OBJETIVOS:
A. Extraia dos registros, sem qualquer alteração, o trecho que começa na linha que contém "Pretty please, detect the shoulder" e termina na linha que contém "[252,56,333,173]", com as duas linhas incluídas.
B. Dê prosseguimento à entrevista com Vitória Pinheiro sobre gênero e clima a partir do ponto em que ela para.

TRECHO FORNECIDO:

------------------------------------------------------------------------

Direitos

entrevista com Vitória Pinheiro

“Ter uma ótica que olhe para as questões de gênero é o que pode criar políticas com menos risco climático”

Ativista trans afroindígena faz das vivências pessoais na periferia de Manaus a fonte para pensar novas práticas de combate às catástrofes climáticas. Por Larissa Saram

O currículo impressiona: representante do Brasil na Conferência do Clima das Nações Unidas (COP-26), realizada em Glasgow, na Escócia, em 2021; única brasileira nomeada como Ponto Focal da Organização das Nações Unidas (ONU) em 2022 – posto que tem como missão inserir crianças e jovens em espaços de decisões políticas; fundadora da Palmares, um laboratório que pensa e cria soluções para a justiça social para as juventudes periféricas de todo o país e diretora da PerifaConnection, plataforma de conexão e confluência das periferias brasileiras através da comunicação, formação e articulação. Aos 27 anos, Vitória Pinheiro já é um das vozes mais importantes na linha de frente ao combate às catástrofes climáticas que atingem o Brasil.

------------------------------------------------------------------------

REGISTROS DE ORIGEM:
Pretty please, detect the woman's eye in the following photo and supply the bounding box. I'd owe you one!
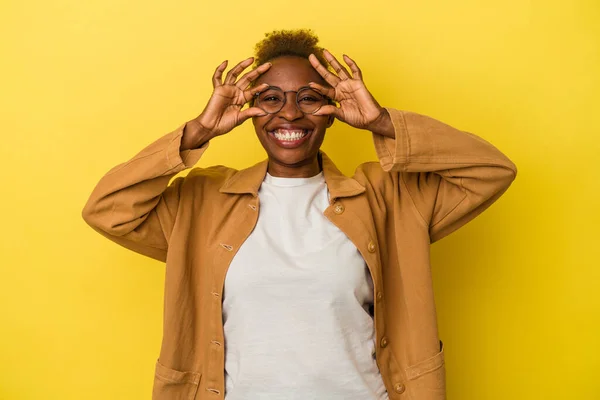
[262,96,281,103]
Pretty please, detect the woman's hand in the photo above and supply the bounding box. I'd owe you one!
[309,50,394,137]
[181,57,271,150]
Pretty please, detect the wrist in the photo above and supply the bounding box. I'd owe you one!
[369,108,396,139]
[181,119,214,151]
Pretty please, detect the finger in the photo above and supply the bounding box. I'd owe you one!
[308,54,341,87]
[323,50,351,79]
[344,54,362,81]
[308,82,335,100]
[244,83,269,103]
[235,63,272,90]
[313,105,344,121]
[225,57,254,85]
[213,60,228,88]
[238,107,267,125]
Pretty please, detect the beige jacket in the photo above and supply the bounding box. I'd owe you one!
[83,109,516,400]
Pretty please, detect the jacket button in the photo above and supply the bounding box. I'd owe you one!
[379,336,388,347]
[394,383,406,394]
[367,240,375,253]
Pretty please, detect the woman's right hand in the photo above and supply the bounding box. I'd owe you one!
[181,57,271,150]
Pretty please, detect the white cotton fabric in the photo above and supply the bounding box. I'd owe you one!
[223,173,388,400]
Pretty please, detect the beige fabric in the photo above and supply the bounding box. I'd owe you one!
[83,109,516,400]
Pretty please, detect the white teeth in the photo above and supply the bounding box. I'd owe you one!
[273,129,308,141]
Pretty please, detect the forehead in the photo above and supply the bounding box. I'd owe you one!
[255,56,326,90]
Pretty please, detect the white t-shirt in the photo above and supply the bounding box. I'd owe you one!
[223,173,388,400]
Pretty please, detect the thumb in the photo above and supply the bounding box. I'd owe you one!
[314,105,345,122]
[238,107,267,125]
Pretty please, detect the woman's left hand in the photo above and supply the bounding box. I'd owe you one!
[309,50,393,136]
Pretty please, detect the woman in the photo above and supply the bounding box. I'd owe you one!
[83,30,516,400]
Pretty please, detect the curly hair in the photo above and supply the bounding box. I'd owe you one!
[254,29,327,66]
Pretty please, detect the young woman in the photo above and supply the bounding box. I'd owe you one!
[83,30,516,400]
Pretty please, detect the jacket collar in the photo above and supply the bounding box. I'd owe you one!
[219,151,365,203]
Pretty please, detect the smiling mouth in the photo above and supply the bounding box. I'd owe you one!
[269,129,312,143]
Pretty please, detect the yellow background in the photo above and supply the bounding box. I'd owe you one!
[0,0,600,400]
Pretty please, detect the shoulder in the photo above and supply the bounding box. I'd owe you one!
[183,165,238,190]
[353,161,399,190]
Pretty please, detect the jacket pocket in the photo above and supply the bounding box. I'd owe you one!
[406,342,446,400]
[152,361,201,400]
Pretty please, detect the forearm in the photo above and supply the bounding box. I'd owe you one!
[373,109,516,173]
[83,127,207,236]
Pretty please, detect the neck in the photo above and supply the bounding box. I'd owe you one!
[267,156,321,178]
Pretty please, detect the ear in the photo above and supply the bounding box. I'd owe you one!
[327,114,335,128]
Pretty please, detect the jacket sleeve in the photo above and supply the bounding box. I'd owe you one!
[82,126,208,261]
[373,109,517,243]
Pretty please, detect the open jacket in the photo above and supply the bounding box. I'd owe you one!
[83,109,516,400]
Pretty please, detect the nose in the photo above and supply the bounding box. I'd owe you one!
[278,92,304,121]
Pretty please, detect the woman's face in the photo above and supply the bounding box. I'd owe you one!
[252,56,333,173]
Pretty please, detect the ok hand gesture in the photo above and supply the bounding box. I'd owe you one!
[309,50,393,136]
[182,57,271,149]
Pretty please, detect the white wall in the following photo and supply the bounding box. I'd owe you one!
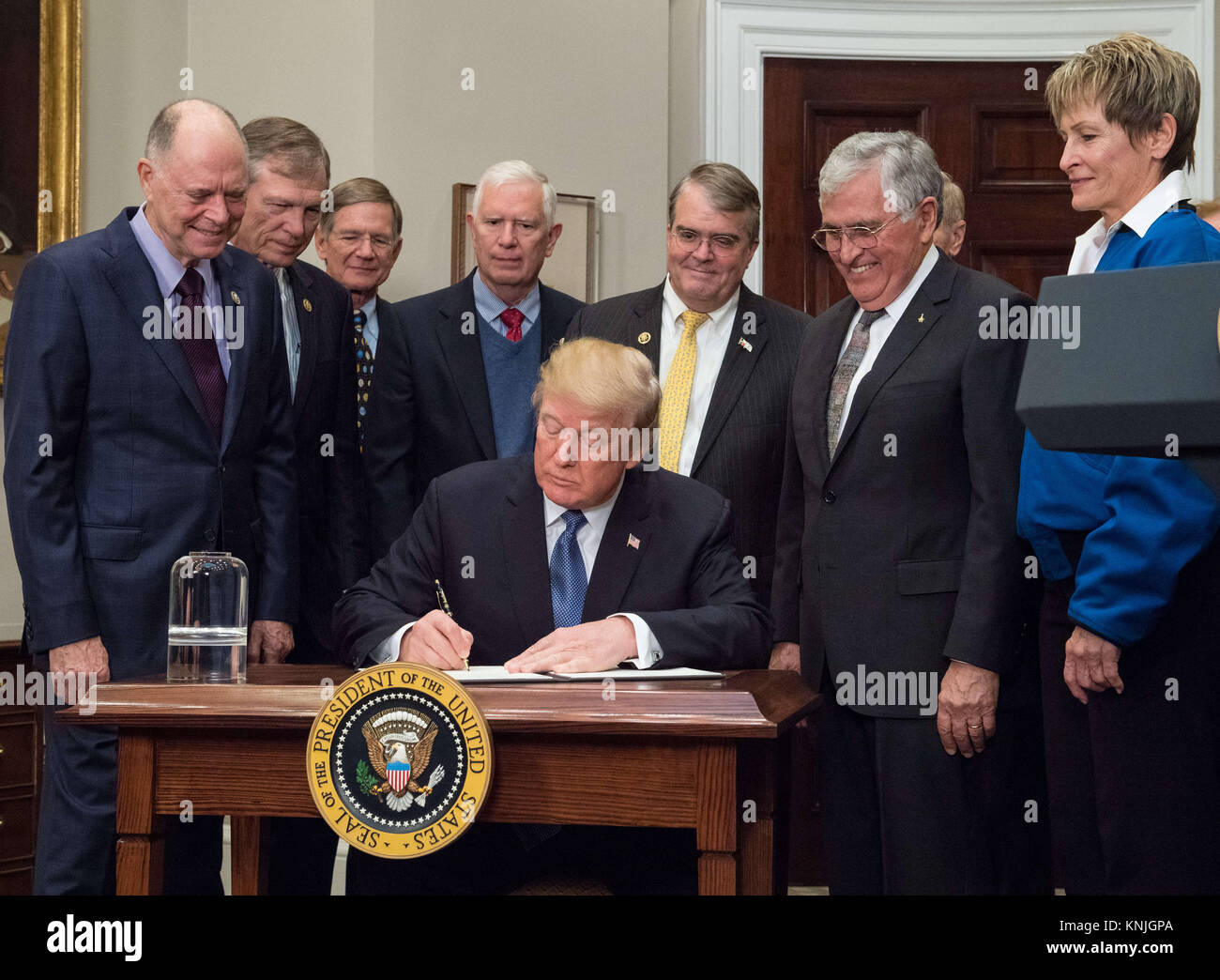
[0,0,673,639]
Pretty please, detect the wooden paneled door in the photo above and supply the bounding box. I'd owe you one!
[763,57,1078,314]
[763,57,1078,885]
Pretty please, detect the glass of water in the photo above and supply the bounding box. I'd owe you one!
[166,552,249,683]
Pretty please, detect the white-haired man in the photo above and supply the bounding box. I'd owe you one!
[771,131,1046,894]
[363,160,582,560]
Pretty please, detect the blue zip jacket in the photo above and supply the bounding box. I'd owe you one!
[1016,210,1220,647]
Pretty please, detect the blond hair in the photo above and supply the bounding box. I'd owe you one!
[318,177,403,241]
[531,337,662,428]
[940,170,967,228]
[1046,32,1199,174]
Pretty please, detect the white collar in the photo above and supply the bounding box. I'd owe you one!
[1076,170,1186,245]
[863,245,940,324]
[663,273,741,327]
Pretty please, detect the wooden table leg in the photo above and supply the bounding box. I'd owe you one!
[695,741,739,895]
[114,732,165,895]
[737,736,788,895]
[229,817,267,895]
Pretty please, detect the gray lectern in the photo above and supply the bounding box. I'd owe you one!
[1014,263,1220,496]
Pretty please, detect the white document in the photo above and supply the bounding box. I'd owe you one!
[446,666,724,683]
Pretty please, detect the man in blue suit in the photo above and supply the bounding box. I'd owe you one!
[4,100,297,894]
[363,160,583,561]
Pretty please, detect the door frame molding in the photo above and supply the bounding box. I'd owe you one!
[704,0,1216,292]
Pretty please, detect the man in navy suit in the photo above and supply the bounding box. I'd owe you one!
[4,100,297,894]
[233,116,367,895]
[313,177,403,452]
[569,163,814,605]
[365,160,581,560]
[336,338,771,894]
[771,131,1049,895]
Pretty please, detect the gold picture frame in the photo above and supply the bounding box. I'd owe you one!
[0,0,81,395]
[450,184,598,302]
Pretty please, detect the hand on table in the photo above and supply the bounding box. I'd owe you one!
[398,609,475,670]
[504,617,638,674]
[1064,626,1122,704]
[247,619,296,664]
[49,635,110,704]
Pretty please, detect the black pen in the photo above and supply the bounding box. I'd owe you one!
[432,578,470,670]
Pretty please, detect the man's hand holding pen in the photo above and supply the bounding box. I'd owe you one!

------------------------------------------------------------------------

RESPOSTAS DADAS:
A.
Pretty please, detect the shoulder in the photo above and supply the bounding box. I'd owe you one!
[183,165,238,190]
[353,161,399,190]
Pretty please, detect the jacket pocket in the photo above and supply the bounding box. I'd owe you one!
[406,342,446,400]
[152,361,201,400]
Pretty please, detect the forearm in the photo above and supply the bounding box. I'd owe you one!
[373,109,516,173]
[83,127,207,236]
Pretty please, detect the neck in the photo above and supply the bounding box. I'd owe you one!
[267,156,321,178]
Pretty please, detect the ear in the photo above and supply the bounding box. I'd owe you one!
[327,114,335,128]
Pretty please, detect the jacket sleeve in the photo above and supply the bounding box. I'd owe you one!
[82,126,208,261]
[373,109,517,243]
Pretty please, detect the open jacket in the photo above and supply the bounding box. I'd owe you one!
[83,109,516,400]
Pretty please, detect the nose in the photo above and supply the bounding box. I'd owe you one!
[278,92,304,121]
Pretty please, detect the woman's face in the photo above and supply the bounding box. I'd owe you one!
[252,56,333,173]

B.
Nascida e criada em Zumbi dos Palmares, comunidade da periferia de Manaus (AM), a ativista carrega no corpo pautas que precisam, para ontem, integrar políticas de justiça climática: Vitória é uma mulher trans, negra, de descendência indígena e periférica.

Nesta entrevista para o Mulheres e a Cidade”, ela fala sobre a infância num lugar cheio de faltas, mas que foi essencial para sua formação e atuação hoje.

LARISSA SARAM: Você nasceu no bairro Zumbi dos Palmares, na periferia de Manaus, um lugar conhecido pela falta de segurança e desigualdade social. Quais são as suas memórias dessa época?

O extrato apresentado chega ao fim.